───── PROVIDED RECORDS
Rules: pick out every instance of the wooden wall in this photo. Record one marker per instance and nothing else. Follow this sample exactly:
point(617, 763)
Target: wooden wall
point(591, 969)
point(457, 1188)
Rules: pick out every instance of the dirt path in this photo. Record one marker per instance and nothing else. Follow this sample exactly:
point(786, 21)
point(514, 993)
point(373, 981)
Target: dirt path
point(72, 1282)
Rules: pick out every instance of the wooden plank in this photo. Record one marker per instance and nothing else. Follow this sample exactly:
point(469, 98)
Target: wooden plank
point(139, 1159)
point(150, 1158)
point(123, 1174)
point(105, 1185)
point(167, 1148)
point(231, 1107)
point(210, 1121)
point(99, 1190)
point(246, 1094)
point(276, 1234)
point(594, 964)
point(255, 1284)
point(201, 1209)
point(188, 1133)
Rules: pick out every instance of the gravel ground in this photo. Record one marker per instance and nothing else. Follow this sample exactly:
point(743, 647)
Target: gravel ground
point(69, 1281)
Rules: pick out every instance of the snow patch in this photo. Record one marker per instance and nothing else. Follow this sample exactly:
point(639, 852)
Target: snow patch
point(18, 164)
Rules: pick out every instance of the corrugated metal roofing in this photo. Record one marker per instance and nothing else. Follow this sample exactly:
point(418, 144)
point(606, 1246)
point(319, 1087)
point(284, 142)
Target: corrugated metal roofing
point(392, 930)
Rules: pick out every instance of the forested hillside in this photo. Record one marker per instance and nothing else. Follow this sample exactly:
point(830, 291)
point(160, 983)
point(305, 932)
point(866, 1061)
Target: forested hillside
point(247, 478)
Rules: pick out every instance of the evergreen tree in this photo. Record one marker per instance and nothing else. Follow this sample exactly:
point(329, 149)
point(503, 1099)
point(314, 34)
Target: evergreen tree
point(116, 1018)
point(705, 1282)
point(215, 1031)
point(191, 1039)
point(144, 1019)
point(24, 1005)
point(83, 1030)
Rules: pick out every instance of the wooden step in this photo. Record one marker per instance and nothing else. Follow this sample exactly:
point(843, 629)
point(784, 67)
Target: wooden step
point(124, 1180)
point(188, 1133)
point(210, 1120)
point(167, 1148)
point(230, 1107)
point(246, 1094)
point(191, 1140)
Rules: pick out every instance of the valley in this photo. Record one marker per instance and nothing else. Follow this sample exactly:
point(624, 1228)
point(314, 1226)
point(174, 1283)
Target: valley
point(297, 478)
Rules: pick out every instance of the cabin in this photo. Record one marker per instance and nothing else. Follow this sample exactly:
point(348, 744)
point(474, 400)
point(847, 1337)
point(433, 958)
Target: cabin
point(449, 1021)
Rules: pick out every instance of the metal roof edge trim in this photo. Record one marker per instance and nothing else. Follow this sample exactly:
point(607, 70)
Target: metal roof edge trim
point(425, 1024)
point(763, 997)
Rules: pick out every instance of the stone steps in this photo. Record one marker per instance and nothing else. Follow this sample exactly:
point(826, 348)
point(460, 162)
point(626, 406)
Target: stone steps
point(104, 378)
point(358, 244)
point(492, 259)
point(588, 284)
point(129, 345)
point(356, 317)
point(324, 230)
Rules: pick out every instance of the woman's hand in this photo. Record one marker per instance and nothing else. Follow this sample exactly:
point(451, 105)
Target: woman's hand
──────────
> [WHAT THE TASK REQUIRES]:
All lines above with "hand" in them should be returned.

> [OUTPUT BELOW]:
Rules: pick out every instance of the woman's hand in this photo. Record one marker per instance and nothing else. Follow this sample exactly:
Target: woman's hand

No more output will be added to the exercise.